» Short problem: Copy out every item below, swapping "one line per instance" for "one line for each instance" wherever it appears and leaving everything else unchanged.

» Records supplied:
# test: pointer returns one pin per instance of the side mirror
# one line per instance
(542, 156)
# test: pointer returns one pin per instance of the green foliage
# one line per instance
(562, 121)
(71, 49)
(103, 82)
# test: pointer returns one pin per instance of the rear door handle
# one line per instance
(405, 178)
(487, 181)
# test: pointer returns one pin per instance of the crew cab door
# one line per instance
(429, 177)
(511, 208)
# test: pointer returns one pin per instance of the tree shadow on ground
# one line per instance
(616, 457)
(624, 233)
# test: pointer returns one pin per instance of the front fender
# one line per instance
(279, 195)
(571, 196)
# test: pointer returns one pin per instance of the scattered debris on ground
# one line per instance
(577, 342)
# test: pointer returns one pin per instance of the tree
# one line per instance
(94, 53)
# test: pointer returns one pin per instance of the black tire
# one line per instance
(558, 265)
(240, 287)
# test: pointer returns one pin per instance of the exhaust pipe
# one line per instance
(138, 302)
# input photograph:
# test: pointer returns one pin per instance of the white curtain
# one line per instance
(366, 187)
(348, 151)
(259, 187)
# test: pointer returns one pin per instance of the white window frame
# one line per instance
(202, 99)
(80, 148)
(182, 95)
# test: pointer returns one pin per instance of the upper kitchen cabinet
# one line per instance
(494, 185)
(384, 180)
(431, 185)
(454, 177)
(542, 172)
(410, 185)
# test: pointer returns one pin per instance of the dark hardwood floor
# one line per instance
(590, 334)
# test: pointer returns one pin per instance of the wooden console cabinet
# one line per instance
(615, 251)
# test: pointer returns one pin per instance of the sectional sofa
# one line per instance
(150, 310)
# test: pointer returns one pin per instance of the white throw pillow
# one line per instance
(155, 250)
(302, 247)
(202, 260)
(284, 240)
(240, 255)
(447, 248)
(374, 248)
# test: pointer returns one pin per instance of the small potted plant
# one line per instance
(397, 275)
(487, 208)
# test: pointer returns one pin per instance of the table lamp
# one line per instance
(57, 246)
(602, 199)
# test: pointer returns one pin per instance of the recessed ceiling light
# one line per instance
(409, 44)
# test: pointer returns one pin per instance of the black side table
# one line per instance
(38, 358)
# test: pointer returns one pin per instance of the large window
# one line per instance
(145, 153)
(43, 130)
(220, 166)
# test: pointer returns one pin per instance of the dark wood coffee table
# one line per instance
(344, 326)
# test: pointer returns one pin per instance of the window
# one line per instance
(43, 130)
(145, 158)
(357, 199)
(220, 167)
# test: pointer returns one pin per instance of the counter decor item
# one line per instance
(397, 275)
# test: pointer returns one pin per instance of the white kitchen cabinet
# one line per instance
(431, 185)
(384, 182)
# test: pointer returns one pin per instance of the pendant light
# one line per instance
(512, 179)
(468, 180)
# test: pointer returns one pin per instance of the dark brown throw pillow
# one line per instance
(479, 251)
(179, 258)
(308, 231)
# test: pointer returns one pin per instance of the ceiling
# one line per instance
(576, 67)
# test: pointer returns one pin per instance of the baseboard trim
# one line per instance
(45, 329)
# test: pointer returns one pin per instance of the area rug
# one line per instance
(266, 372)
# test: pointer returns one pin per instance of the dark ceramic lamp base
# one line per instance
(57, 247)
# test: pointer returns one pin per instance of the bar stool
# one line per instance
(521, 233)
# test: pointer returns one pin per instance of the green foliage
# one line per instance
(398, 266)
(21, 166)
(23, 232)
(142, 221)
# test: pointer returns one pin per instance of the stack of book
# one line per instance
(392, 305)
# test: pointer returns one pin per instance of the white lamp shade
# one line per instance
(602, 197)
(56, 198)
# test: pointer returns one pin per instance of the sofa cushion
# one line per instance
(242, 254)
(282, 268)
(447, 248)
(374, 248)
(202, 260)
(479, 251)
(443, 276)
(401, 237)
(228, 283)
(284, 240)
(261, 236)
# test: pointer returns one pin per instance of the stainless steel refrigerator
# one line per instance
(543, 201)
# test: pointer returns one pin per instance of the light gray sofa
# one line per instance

» Response:
# test: pointer returns one pin per instance of the side mirror
# one line for each instance
(542, 156)
# test: pointer returns one pin per instance of the green foliage
# one line for each instance
(562, 121)
(71, 49)
(103, 82)
# test: pointer returns one pin per instance of the rear door handle
# one line for each instance
(405, 178)
(487, 181)
# test: pointer returns one pin per instance of the crew cab door
# one line for each instance
(429, 177)
(511, 208)
# test: pointer returns one pin per instance of the tree shadow on ground
# one line for each instance
(616, 457)
(624, 233)
# test: pointer returns one pin per instance of the front fender
# one line for each instance
(279, 195)
(571, 196)
# test: pointer returns one pin per instance of the scattered debris on ground
# one line for each instance
(577, 342)
# test: pointer returns one pin per instance of the tree
# one line for each instance
(94, 53)
# test: pointer returns one pin per instance of the black tire
# one line for each instance
(558, 265)
(240, 287)
# test: pointer returns one pin per instance of the exhaust pipe
# one line for each instance
(138, 302)
# input photograph:
# test: pointer returns one pin per instance of the white curtain
# one line for each instance
(366, 187)
(348, 151)
(259, 187)
# test: pointer returns one pin per instance of the white window frame
# one line for each instance
(202, 99)
(80, 148)
(182, 95)
# test: pointer returns one pin per instance of the upper kitchen cabinet
# one line for each instance
(494, 185)
(384, 180)
(431, 185)
(454, 177)
(542, 172)
(410, 185)
# test: pointer returns one pin per instance of the dark hardwood floor
# one line for each instance
(590, 334)
# test: pointer returns one pin per instance of the wooden console cabinet
# one line for each instance
(615, 251)
# test: pointer returns one pin per instance of the sectional sofa
# one line for each instance
(150, 310)
# test: pointer returns one pin per instance of the white throw pillow
# one line for each instance
(155, 250)
(302, 247)
(202, 260)
(284, 240)
(240, 255)
(447, 248)
(374, 248)
# test: pointer returns one pin per instance of the small potted plant
# one line for each instance
(397, 275)
(487, 208)
# test: pointer returns one pin per instance of the table lamp
# one line for each instance
(57, 246)
(602, 199)
# test: pointer returns one pin per instance of the recessed ceiling light
# one line for each instance
(409, 44)
# test: pointer returns one pin per instance of the black side table
# one line for each instance
(38, 358)
# test: pointer returns one pin per instance of the large window
# one line for each instance
(145, 153)
(43, 130)
(220, 166)
# test: pointer returns one pin per instance of the dark wood coffee table
# one line for each instance
(344, 326)
# test: pointer returns one pin per instance of the window
# one line for each instance
(43, 130)
(145, 158)
(357, 199)
(220, 167)
# test: pointer returns one pin per instance of the counter decor item
# one line for each instance
(397, 275)
# test: pointer returns one pin per instance of the white kitchen cabinet
# one line for each instance
(431, 185)
(384, 182)
# test: pointer returns one pin per instance of the pendant light
# one line for each instance
(512, 179)
(468, 180)
# test: pointer returns one pin per instance of the dark brown throw pillow
# one line for each instance
(479, 251)
(179, 258)
(308, 231)
# test: pointer returns one pin per instance of the ceiling
# one line for each instance
(576, 67)
# test: pointer returns one pin per instance of the baseboard trim
# one line for each instance
(45, 329)
# test: pointer returns one pin per instance of the area rug
# one line for each instance
(266, 372)
# test: pointer returns one pin per instance of the dark ceramic lamp base
# one line for each instance
(57, 247)
# test: pointer returns one pin per instance of the bar stool
# one line for each instance
(521, 233)
# test: pointer returns one pin per instance of the green foliage
# one line for each instance
(398, 266)
(21, 166)
(23, 232)
(142, 221)
# test: pointer returns one pin per instance of the stack of book
# one line for each instance
(392, 305)
# test: pointer returns one pin per instance of the white lamp shade
# one line for each instance
(602, 197)
(56, 198)
# test: pointer returns one pin per instance of the sofa cushion
# one line for each instance
(242, 254)
(282, 268)
(447, 248)
(374, 248)
(202, 260)
(479, 251)
(443, 276)
(401, 237)
(228, 283)
(284, 240)
(261, 236)
# test: pointer returns one pin per instance of the stainless steel refrigerator
# one line for each instance
(543, 201)
# test: pointer returns one pin per instance of the light gray sofa
# one line for each instance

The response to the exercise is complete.